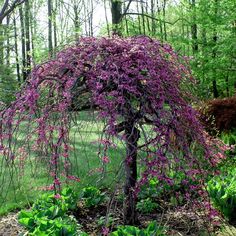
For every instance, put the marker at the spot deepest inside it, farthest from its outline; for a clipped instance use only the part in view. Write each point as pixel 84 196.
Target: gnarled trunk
pixel 132 136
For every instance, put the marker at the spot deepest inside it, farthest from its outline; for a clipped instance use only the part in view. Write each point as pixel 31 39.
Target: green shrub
pixel 153 229
pixel 222 190
pixel 92 196
pixel 48 215
pixel 146 205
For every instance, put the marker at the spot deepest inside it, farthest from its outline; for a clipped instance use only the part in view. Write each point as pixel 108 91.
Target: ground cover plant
pixel 140 90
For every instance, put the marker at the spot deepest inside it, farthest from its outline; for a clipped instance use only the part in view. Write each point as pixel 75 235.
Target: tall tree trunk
pixel 22 23
pixel 116 8
pixel 143 19
pixel 132 136
pixel 55 25
pixel 50 44
pixel 76 20
pixel 139 20
pixel 27 37
pixel 153 16
pixel 8 42
pixel 16 51
pixel 194 28
pixel 164 18
pixel 214 52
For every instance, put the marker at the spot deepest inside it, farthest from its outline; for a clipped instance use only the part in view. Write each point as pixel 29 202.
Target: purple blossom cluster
pixel 137 79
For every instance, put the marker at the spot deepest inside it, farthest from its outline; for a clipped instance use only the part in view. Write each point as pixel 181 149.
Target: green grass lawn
pixel 17 192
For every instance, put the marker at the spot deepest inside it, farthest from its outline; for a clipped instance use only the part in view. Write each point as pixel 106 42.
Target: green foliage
pixel 229 138
pixel 153 229
pixel 106 221
pixel 92 196
pixel 146 205
pixel 222 190
pixel 48 215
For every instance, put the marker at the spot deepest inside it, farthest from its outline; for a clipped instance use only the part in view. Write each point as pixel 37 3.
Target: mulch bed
pixel 180 222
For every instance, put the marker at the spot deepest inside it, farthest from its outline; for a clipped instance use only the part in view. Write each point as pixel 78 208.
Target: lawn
pixel 17 192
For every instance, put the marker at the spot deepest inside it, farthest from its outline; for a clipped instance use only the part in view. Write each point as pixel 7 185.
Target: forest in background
pixel 31 31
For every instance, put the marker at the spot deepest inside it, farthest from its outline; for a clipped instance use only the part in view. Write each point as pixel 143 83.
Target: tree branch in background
pixel 4 12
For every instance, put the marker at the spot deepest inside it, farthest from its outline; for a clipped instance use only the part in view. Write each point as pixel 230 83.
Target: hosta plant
pixel 222 190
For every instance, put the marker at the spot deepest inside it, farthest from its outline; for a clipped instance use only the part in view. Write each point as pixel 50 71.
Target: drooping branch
pixel 5 12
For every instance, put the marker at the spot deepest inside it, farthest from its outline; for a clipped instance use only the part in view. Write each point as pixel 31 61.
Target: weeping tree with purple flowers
pixel 139 86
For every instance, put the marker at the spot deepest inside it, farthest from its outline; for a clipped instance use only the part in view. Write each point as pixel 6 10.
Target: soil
pixel 182 222
pixel 9 226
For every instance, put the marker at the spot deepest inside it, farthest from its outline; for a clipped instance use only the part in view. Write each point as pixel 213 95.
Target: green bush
pixel 153 229
pixel 146 205
pixel 48 216
pixel 92 196
pixel 222 190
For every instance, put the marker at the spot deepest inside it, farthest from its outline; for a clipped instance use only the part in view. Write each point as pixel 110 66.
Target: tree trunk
pixel 16 51
pixel 116 16
pixel 27 37
pixel 50 44
pixel 132 135
pixel 22 23
pixel 194 28
pixel 214 52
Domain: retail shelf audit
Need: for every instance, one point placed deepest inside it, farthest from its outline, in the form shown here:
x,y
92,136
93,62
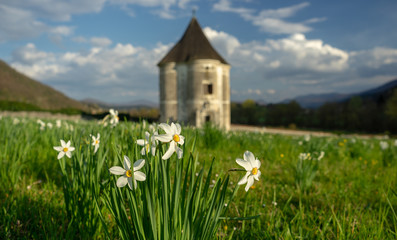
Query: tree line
x,y
358,114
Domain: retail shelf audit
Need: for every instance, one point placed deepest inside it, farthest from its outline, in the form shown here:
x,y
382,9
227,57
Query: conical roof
x,y
193,45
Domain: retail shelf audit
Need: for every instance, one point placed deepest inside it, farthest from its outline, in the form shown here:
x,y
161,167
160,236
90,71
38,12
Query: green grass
x,y
348,194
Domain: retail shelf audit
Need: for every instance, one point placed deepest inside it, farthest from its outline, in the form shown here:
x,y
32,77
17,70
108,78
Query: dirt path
x,y
236,127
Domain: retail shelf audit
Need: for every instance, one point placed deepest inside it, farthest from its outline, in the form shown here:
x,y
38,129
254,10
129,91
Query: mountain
x,y
383,91
138,104
16,87
378,94
316,100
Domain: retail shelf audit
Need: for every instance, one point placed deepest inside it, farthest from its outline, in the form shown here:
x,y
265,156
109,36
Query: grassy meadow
x,y
309,188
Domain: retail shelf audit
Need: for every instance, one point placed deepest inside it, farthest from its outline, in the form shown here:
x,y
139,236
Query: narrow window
x,y
209,88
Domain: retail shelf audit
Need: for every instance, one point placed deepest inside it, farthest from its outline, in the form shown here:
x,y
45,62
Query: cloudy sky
x,y
108,49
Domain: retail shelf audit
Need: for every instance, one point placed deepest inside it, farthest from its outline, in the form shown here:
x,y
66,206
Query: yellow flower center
x,y
147,147
176,138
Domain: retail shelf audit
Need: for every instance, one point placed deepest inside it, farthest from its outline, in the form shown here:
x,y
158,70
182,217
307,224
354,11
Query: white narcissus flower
x,y
172,136
251,165
95,142
65,148
114,117
126,173
147,147
384,145
42,124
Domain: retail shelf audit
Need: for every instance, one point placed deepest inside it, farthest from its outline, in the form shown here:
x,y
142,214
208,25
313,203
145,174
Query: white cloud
x,y
116,73
223,41
100,41
225,6
17,23
271,20
295,64
57,10
271,91
62,30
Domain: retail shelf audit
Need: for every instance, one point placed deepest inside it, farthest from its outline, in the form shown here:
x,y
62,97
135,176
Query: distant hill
x,y
316,100
18,88
378,94
138,104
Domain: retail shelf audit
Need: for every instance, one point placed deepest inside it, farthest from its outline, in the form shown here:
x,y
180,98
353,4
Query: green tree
x,y
391,106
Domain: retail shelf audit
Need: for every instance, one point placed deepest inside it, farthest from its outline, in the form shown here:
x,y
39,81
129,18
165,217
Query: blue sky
x,y
108,49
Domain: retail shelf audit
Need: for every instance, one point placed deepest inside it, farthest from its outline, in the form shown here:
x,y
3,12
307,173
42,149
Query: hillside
x,y
16,87
378,94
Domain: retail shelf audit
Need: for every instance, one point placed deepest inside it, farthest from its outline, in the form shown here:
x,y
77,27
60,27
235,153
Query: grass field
x,y
348,193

────────

All the records above need to be given again word for word. Skip the pictures.

For every instance, put the marker at the spot deepest inside it, farthest from its outline; for a clipped instance use only the part in view. Write each point as pixel 84 196.
Target: gnarled trunk
pixel 132 136
For every instance, put the marker at the spot deepest inside it, farthest from its outline; for a clipped instance use only the part in view. Write each point as pixel 31 39.
Target: green shrub
pixel 153 229
pixel 222 190
pixel 92 196
pixel 48 215
pixel 146 205
For every instance, put the marker at the spot deepest inside it, farthest from its outline; for a clipped instance use only the part in view. Write each point as pixel 108 91.
Target: ground cover plant
pixel 140 90
For every instance, put the marker at the spot deepest inside it, farthest from its outline; for a clipped instance use only the part in view. Write each point as pixel 75 235.
Target: tall tree trunk
pixel 22 23
pixel 116 8
pixel 143 19
pixel 132 136
pixel 55 25
pixel 50 44
pixel 76 20
pixel 139 20
pixel 27 37
pixel 153 16
pixel 8 42
pixel 16 51
pixel 194 28
pixel 164 18
pixel 214 52
For every instance, put the marker at the spot deepest inside it, farthest from its outline; for a clipped instance use only the part in view. Write each point as pixel 29 202.
Target: purple blossom cluster
pixel 137 79
For every instance, put the marker at the spot deepest inside it, farthest from its outline; for a clipped instance use only the part in view. Write each point as pixel 181 149.
Target: green grass lawn
pixel 17 192
For every instance, put the marker at the spot deepest inside it, farthest from its outline; for a clipped instance use only the part in view. Write each point as pixel 106 42.
Target: green foliage
pixel 229 138
pixel 153 229
pixel 106 221
pixel 92 196
pixel 146 205
pixel 222 190
pixel 48 215
For every instance, put the marker at the spot deepest inside it, farthest from its outline; for a clipped instance use only the part in view. Write each point as pixel 37 3.
Target: mulch bed
pixel 180 222
For every instance, put the marker at the spot deepest inside it, farthest from its outline; for a clipped instance use only the part in view. Write each point as pixel 78 208.
Target: lawn
pixel 17 192
For every instance, put the marker at the spot deepest inside it, farthest from its outline; for a clipped instance use only the part in view. Write each point as pixel 7 185.
Target: forest in background
pixel 31 31
For every instance, put the marker at the spot deepest inside it, farthest from its outline; for a clipped instance use only the part in view. Write each point as pixel 143 83.
Target: tree branch in background
pixel 4 12
For every instance, put the marker at the spot deepest inside it, farthest from its outline; for a clipped instance use only the part in view. Write each point as pixel 230 83.
Target: hosta plant
pixel 222 190
For every instance, put the marker at the spot deepest inside it, farthest from its outline; for a clipped instance use only the part in view. Write each point as pixel 50 71.
Target: drooping branch
pixel 5 12
For every instance, put the marker at the spot deepest inside it, farthest from its outline; for a clipped instance use only the part in view. Write each point as pixel 31 61.
Target: weeping tree with purple flowers
pixel 139 86
For every instance, put the marker at the spot deepest inside it, farthest from its outline; for a clipped instance use only the part in view. Write each point as pixel 6 10.
Target: soil
pixel 182 222
pixel 9 226
For every instance, put the marker at the spot deepest inside it, farthest from its outline; for a clipped instance use only the part in view. Write each point as pixel 213 95.
Target: green bush
pixel 153 229
pixel 146 205
pixel 48 216
pixel 92 196
pixel 222 190
For every instance, put the marker at the spot deepest inside it, farthest from its outline; for a clipped instance use only the part in view. Write each point as pixel 110 66.
Target: tree trunk
pixel 16 51
pixel 116 16
pixel 27 37
pixel 50 44
pixel 132 135
pixel 22 23
pixel 194 28
pixel 214 52
Domain: retail shelf audit
Need: for every instance, one point placed deepest inside it, farthest from its outline, in the form shown here:
x,y
92,136
93,62
Query: tree line
x,y
358,114
Domain: retail shelf audit
Need: for every instance, one point placed deepest inside it, farthest from its outline, in the form shown here:
x,y
382,9
227,57
Query: conical roof
x,y
193,45
Domain: retail shelf audit
Need: for every instance, one point placed deepest inside it, farthest from its outline, in the form shown here:
x,y
161,167
160,236
90,71
38,12
Query: green grass
x,y
348,194
Domain: retail shelf audit
Need: for every instance, one point placed deepest inside it, farthest from its outline, in the form shown here:
x,y
32,77
17,70
108,78
Query: dirt path
x,y
236,127
Domain: retail shelf audit
Need: for every instance, one point placed deepest inside it, farthest from its outline, in the form shown here:
x,y
38,129
254,10
129,91
Query: mountain
x,y
383,91
138,104
16,87
378,94
316,100
Domain: retail shelf audit
Need: for every instance, one point placed deepest inside it, farthest from its outline, in the form shown here:
x,y
265,156
109,36
Query: grassy meadow
x,y
309,188
Domain: retail shelf audit
Need: for every instance, one point placed deepest inside it, farthest from its outline, in the form shown here:
x,y
139,236
Query: narrow window
x,y
209,88
Domain: retail shelf audit
Need: for every instance, one point placed deepest inside it, farthest from its outline, in the form shown here:
x,y
45,62
Query: cloudy sky
x,y
108,49
Domain: retail shelf audit
Need: for every instance, one point placed deepest inside it, farthest from its outline, in the form shown here:
x,y
66,206
Query: yellow flower center
x,y
147,147
176,138
Domain: retail shelf audit
Need: for every instance, one point placed deepest inside it, farthest from its outline, in the form shown here:
x,y
158,70
182,217
307,224
354,11
Query: white narcissus flower
x,y
172,136
251,165
95,142
65,148
114,117
126,173
147,147
384,145
42,124
Domain: retail shelf audit
Need: for every instance, one point placed deepest inside it, farthest from its outline, in the form shown here:
x,y
142,214
208,25
313,203
145,174
Query: white cloud
x,y
116,73
223,41
100,41
225,6
17,23
271,20
295,64
57,10
271,91
62,30
Domain: retail shelf audit
Need: for every instance, one point placed deepest inside it, farthest from its outline, in the form shown here:
x,y
62,97
135,176
Query: distant hill
x,y
316,100
18,88
378,94
138,104
Domain: retail shelf audit
Need: for every instance, one point placed deepest inside it, farthest from its outline, in the form shown here:
x,y
180,98
353,4
Query: green tree
x,y
391,106
Domain: retail shelf audit
Need: for every instance, one point placed deepest inside it, farthest from its outline, in the form shown here:
x,y
39,81
129,18
165,217
Query: blue sky
x,y
108,49
Domain: retail shelf audit
Need: for every instance, one point placed deepest inside it, farthest from its outline, in the form shown here:
x,y
3,12
307,173
42,149
Query: hillside
x,y
16,87
378,94
Domain: retail shelf audit
Need: for every instance, one point placed deepest inside it, farthest from its outline, in the form shown here:
x,y
77,27
60,27
235,153
Query: grass field
x,y
348,193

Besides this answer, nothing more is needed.